Task prompt: List each line of the records below that contains the word "blue". Case counts.

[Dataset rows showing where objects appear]
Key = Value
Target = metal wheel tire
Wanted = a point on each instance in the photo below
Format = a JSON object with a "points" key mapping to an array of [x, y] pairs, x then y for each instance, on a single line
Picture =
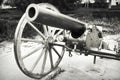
{"points": [[37, 56]]}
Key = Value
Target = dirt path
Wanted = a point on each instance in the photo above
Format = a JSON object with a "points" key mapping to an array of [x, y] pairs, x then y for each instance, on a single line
{"points": [[76, 67]]}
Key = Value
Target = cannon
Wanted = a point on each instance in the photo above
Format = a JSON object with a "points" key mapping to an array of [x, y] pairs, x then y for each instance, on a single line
{"points": [[39, 55]]}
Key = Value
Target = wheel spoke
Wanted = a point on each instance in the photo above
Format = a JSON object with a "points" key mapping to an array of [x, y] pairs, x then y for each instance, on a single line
{"points": [[31, 40], [41, 34], [56, 52], [53, 31], [58, 33], [44, 62], [32, 52], [51, 58], [45, 29], [38, 59]]}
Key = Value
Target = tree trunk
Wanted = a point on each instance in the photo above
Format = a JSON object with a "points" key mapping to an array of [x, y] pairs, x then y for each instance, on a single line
{"points": [[110, 4]]}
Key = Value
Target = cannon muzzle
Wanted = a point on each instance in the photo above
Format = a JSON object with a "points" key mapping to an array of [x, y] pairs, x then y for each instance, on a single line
{"points": [[49, 16]]}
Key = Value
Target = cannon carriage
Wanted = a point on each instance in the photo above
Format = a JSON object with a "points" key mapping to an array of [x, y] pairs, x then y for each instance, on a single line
{"points": [[58, 33]]}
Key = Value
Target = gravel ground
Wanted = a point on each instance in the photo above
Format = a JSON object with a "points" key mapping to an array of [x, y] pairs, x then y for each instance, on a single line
{"points": [[76, 67]]}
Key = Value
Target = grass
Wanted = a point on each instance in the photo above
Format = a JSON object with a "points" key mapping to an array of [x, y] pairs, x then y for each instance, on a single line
{"points": [[9, 20]]}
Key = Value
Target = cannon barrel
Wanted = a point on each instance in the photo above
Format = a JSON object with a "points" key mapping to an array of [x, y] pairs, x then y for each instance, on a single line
{"points": [[47, 16]]}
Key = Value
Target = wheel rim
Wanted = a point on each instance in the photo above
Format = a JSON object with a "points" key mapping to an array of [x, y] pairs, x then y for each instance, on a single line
{"points": [[37, 56]]}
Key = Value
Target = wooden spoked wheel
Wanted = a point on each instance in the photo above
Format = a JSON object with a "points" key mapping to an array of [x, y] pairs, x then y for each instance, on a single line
{"points": [[38, 55]]}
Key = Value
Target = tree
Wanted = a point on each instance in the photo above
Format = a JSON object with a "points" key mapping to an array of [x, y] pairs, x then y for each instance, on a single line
{"points": [[1, 2], [110, 3]]}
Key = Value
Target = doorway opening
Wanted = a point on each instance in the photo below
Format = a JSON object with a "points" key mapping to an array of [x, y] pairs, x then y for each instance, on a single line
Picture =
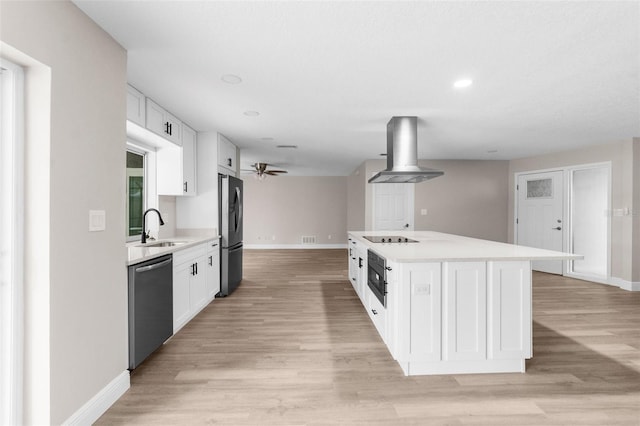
{"points": [[567, 210]]}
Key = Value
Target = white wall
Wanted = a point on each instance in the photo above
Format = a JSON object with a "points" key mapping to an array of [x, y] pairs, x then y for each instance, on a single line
{"points": [[76, 286], [289, 207]]}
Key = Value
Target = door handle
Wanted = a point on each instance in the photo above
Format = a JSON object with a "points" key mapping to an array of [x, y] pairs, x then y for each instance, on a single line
{"points": [[154, 266]]}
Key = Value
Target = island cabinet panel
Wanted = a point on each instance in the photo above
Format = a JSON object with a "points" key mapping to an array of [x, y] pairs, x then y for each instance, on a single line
{"points": [[465, 311], [509, 299], [425, 312]]}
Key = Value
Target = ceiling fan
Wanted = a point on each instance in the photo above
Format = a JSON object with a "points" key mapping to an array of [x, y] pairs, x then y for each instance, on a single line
{"points": [[261, 171]]}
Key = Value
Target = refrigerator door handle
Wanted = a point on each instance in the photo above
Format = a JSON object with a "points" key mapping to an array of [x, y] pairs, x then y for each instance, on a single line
{"points": [[239, 208]]}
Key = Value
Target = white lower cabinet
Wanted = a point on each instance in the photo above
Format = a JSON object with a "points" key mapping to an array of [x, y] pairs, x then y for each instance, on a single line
{"points": [[425, 311], [212, 277], [362, 273], [465, 311], [509, 305], [189, 284]]}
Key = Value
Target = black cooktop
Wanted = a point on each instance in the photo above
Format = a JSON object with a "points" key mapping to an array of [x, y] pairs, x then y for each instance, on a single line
{"points": [[388, 239]]}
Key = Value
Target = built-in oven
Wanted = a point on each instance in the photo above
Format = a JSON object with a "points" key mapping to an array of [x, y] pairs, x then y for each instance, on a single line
{"points": [[377, 276]]}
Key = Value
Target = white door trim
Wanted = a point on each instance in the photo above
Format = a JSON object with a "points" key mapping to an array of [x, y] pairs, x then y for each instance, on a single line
{"points": [[567, 243], [565, 213], [12, 244]]}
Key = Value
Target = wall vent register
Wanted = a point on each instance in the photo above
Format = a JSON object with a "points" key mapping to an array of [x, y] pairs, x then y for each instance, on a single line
{"points": [[388, 239]]}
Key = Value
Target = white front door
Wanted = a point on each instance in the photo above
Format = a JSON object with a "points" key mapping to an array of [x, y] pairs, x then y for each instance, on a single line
{"points": [[393, 206], [539, 215]]}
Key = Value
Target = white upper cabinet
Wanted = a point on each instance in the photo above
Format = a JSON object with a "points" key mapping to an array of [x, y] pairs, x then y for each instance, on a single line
{"points": [[136, 107], [227, 155], [163, 123], [188, 160], [177, 166]]}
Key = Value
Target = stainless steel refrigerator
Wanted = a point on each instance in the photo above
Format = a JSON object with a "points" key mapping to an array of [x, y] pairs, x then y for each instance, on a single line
{"points": [[230, 225]]}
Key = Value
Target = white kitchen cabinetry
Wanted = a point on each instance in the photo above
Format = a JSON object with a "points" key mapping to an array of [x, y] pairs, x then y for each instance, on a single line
{"points": [[509, 298], [136, 106], [212, 277], [455, 305], [188, 160], [419, 288], [377, 312], [163, 123], [189, 284], [353, 264], [226, 155], [465, 311], [177, 166], [363, 272]]}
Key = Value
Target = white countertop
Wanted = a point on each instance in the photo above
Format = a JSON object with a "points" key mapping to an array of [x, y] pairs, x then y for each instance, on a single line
{"points": [[137, 252], [439, 247]]}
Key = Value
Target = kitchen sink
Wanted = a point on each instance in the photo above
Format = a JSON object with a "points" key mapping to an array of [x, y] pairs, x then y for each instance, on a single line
{"points": [[164, 244]]}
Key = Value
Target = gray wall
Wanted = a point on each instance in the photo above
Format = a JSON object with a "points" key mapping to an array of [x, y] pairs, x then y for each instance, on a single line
{"points": [[636, 210], [621, 156], [356, 199], [289, 207], [75, 280], [470, 199]]}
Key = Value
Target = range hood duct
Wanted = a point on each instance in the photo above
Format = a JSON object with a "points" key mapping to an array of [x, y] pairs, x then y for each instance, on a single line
{"points": [[402, 154]]}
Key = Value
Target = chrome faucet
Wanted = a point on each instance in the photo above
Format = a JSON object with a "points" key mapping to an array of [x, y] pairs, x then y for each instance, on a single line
{"points": [[144, 225]]}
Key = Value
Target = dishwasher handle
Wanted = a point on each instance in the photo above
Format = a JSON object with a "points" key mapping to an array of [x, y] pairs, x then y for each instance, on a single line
{"points": [[154, 266]]}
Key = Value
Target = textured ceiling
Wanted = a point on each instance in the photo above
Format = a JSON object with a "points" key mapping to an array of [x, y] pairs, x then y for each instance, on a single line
{"points": [[327, 76]]}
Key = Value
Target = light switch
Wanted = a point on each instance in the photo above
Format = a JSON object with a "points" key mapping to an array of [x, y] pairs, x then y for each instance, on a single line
{"points": [[97, 220]]}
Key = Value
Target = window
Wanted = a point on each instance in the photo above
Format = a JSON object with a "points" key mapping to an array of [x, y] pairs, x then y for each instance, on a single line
{"points": [[541, 188], [11, 237], [136, 192]]}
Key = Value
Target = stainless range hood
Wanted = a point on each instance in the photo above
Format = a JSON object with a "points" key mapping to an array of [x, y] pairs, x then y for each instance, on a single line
{"points": [[402, 154]]}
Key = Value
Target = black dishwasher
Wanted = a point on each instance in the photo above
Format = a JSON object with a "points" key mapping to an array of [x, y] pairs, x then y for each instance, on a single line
{"points": [[150, 307]]}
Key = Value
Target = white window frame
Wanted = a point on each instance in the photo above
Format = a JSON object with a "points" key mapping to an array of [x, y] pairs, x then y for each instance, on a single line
{"points": [[150, 186], [11, 242]]}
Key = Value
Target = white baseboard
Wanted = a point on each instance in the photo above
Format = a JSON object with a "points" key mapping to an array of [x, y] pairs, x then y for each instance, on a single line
{"points": [[625, 285], [612, 281], [96, 406], [293, 246]]}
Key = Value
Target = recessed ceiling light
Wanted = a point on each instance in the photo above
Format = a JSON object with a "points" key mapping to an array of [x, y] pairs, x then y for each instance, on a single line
{"points": [[231, 79], [462, 83]]}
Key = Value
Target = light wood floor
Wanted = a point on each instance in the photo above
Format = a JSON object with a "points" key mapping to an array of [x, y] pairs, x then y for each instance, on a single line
{"points": [[293, 346]]}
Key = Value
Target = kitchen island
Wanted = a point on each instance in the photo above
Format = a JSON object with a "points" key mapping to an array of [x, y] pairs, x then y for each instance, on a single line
{"points": [[450, 304]]}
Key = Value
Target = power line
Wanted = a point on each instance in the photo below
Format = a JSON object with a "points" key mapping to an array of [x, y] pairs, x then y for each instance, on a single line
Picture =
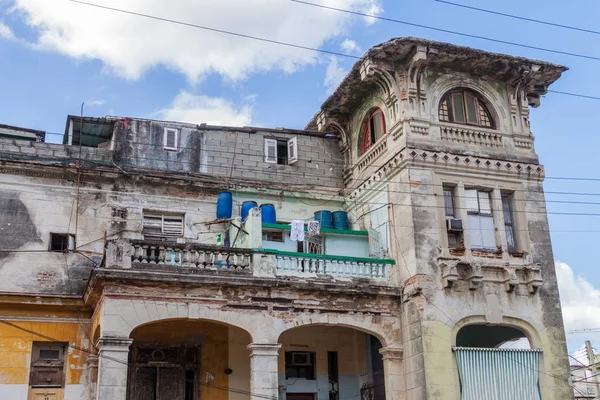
{"points": [[444, 30], [574, 94], [537, 21], [206, 28]]}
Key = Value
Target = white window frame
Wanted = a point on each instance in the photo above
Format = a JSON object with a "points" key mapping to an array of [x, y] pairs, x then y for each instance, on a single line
{"points": [[271, 151], [293, 150], [271, 156], [481, 227], [166, 139], [160, 217]]}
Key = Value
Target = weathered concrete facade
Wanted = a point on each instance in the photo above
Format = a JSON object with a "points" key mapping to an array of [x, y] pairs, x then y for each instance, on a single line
{"points": [[114, 251], [424, 155]]}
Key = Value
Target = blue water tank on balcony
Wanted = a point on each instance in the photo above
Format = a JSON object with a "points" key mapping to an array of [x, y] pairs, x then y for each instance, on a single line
{"points": [[224, 205], [324, 218], [268, 214], [340, 220], [246, 207]]}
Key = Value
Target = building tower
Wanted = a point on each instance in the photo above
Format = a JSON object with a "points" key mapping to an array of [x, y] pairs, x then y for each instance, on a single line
{"points": [[442, 171]]}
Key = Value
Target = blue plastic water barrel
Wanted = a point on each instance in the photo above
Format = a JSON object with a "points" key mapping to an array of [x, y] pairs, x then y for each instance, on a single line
{"points": [[324, 218], [246, 207], [268, 214], [224, 205], [340, 220]]}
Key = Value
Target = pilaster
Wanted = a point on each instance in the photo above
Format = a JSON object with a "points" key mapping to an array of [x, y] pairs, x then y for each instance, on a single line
{"points": [[112, 368], [264, 379], [393, 368]]}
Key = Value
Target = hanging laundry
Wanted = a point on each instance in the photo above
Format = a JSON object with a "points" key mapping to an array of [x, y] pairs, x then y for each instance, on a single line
{"points": [[297, 233], [314, 228]]}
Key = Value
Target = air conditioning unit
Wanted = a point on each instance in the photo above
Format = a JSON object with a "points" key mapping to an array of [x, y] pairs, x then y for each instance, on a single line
{"points": [[454, 225], [300, 358]]}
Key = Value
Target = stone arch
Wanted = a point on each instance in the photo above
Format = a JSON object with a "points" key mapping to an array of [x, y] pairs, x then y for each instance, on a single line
{"points": [[356, 126], [130, 314], [497, 106], [387, 331], [528, 330]]}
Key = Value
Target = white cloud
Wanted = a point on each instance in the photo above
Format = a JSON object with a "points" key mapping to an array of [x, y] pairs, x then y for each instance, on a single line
{"points": [[351, 47], [95, 103], [333, 75], [580, 302], [6, 32], [130, 45], [198, 109], [373, 8]]}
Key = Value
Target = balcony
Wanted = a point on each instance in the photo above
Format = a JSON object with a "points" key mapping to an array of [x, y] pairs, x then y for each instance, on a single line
{"points": [[198, 257], [303, 264], [170, 256]]}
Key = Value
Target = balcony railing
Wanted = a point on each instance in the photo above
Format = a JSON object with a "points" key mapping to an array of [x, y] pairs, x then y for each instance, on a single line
{"points": [[468, 135], [288, 263], [152, 254], [190, 256]]}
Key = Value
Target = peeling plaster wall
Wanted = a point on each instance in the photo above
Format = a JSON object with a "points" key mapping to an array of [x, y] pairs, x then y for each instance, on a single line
{"points": [[227, 152], [412, 163], [15, 355]]}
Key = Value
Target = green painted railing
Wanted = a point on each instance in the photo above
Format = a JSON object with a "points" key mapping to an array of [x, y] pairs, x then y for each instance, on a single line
{"points": [[286, 227], [290, 263]]}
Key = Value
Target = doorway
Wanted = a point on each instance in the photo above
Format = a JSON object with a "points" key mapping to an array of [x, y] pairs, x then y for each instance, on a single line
{"points": [[300, 396], [164, 372]]}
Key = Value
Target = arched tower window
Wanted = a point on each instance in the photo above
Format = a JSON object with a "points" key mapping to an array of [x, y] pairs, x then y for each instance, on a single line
{"points": [[373, 129], [463, 106]]}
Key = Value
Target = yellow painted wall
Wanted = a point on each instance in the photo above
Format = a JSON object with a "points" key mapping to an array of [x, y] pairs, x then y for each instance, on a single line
{"points": [[214, 340], [349, 343], [16, 345]]}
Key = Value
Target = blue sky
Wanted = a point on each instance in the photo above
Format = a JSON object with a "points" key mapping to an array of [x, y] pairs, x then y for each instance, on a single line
{"points": [[56, 54]]}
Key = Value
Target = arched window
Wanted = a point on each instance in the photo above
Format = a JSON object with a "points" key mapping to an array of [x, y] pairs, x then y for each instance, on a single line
{"points": [[372, 130], [465, 107]]}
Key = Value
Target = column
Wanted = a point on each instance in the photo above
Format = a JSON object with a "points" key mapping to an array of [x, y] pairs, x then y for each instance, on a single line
{"points": [[264, 379], [393, 368], [92, 375], [112, 368]]}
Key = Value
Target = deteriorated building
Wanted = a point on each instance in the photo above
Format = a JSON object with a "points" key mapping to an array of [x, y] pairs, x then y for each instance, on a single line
{"points": [[135, 266]]}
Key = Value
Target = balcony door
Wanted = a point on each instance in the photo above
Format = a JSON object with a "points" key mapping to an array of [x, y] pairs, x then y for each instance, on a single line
{"points": [[163, 372]]}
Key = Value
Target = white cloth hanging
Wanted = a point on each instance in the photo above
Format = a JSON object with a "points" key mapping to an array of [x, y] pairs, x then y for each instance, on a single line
{"points": [[297, 233]]}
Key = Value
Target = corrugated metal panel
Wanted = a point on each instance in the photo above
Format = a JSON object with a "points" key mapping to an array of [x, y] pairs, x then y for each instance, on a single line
{"points": [[498, 374]]}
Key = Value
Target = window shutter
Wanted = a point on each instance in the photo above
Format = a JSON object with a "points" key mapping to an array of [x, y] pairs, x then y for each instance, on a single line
{"points": [[170, 139], [152, 223], [173, 225], [488, 232], [271, 151], [471, 203], [293, 150], [485, 208], [475, 231]]}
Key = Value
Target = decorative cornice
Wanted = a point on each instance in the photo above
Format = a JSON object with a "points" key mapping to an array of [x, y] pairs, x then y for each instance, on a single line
{"points": [[414, 156]]}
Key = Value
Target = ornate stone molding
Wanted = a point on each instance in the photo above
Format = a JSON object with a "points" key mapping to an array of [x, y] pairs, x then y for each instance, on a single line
{"points": [[449, 272], [263, 349], [533, 278], [475, 276], [392, 352], [475, 273], [446, 160], [511, 281]]}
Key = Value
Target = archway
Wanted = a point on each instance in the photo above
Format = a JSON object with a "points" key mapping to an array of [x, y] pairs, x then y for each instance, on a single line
{"points": [[492, 336], [184, 359], [496, 361], [340, 361]]}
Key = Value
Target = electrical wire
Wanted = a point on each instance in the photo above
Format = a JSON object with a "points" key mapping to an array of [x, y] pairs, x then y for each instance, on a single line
{"points": [[397, 21], [537, 21], [210, 29]]}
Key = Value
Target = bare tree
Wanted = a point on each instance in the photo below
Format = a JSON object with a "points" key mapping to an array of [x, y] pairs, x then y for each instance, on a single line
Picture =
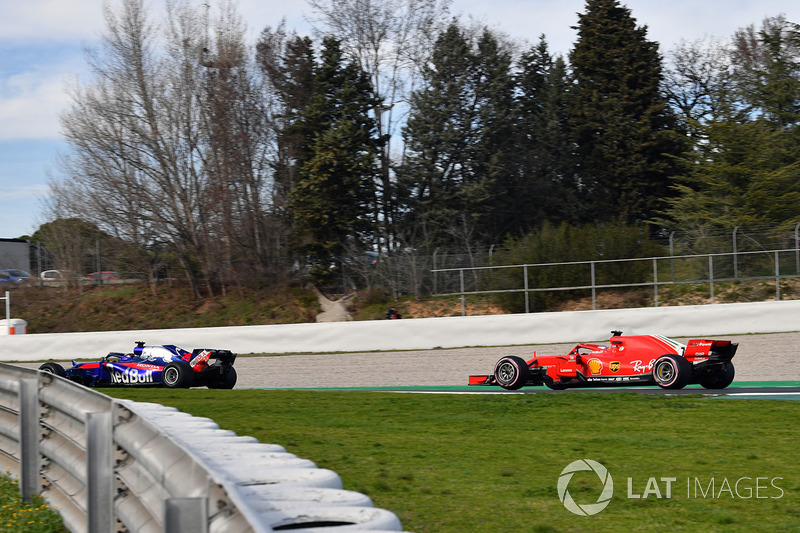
{"points": [[698, 82], [169, 144]]}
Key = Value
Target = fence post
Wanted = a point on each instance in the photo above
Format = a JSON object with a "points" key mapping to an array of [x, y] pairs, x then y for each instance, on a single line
{"points": [[655, 281], [527, 294], [797, 247], [672, 254], [463, 296], [29, 437], [435, 291], [100, 471], [8, 312], [711, 275]]}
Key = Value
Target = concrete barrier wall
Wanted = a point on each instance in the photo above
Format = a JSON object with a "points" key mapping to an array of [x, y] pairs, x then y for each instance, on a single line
{"points": [[423, 333]]}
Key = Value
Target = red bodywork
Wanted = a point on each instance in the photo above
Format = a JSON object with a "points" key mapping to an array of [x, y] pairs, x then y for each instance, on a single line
{"points": [[626, 360]]}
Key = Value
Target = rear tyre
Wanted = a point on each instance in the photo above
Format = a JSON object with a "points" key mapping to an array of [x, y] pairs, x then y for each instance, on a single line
{"points": [[54, 368], [719, 380], [226, 381], [511, 372], [672, 371], [177, 375]]}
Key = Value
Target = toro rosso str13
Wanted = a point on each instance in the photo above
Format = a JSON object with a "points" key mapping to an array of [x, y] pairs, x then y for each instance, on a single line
{"points": [[150, 366], [629, 360]]}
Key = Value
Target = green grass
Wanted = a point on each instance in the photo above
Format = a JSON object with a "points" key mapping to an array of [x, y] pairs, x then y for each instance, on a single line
{"points": [[454, 463], [17, 516]]}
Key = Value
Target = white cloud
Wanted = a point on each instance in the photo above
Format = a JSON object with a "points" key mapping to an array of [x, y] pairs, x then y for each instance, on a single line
{"points": [[50, 19], [30, 103]]}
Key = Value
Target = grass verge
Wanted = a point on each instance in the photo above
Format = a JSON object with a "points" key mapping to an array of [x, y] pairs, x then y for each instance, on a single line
{"points": [[17, 516], [455, 463]]}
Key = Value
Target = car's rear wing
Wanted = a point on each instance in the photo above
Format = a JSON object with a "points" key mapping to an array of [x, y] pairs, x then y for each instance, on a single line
{"points": [[704, 349], [226, 357]]}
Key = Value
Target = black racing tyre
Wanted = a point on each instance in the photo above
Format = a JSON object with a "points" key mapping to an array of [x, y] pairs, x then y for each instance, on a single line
{"points": [[672, 371], [511, 372], [720, 379], [178, 375], [54, 368], [226, 381]]}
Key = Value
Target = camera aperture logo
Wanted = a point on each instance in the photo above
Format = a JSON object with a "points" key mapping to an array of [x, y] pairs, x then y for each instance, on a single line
{"points": [[745, 488], [586, 509]]}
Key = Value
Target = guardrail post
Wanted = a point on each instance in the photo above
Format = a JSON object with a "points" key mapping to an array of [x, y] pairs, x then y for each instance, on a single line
{"points": [[100, 471], [186, 515], [29, 437]]}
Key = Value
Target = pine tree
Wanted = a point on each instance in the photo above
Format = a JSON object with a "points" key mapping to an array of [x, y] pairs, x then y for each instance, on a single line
{"points": [[332, 201], [434, 180], [547, 169], [625, 132]]}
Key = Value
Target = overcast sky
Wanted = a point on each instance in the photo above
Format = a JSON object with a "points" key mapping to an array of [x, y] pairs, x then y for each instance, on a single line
{"points": [[42, 43]]}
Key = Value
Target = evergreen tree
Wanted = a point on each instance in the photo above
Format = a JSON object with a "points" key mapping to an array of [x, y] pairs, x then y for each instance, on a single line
{"points": [[459, 172], [493, 156], [745, 172], [625, 132], [546, 187], [288, 62], [435, 181], [332, 201]]}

Result for this task:
Target = blue water tank on balcony
Target = blue plastic water barrel
Target = blue sky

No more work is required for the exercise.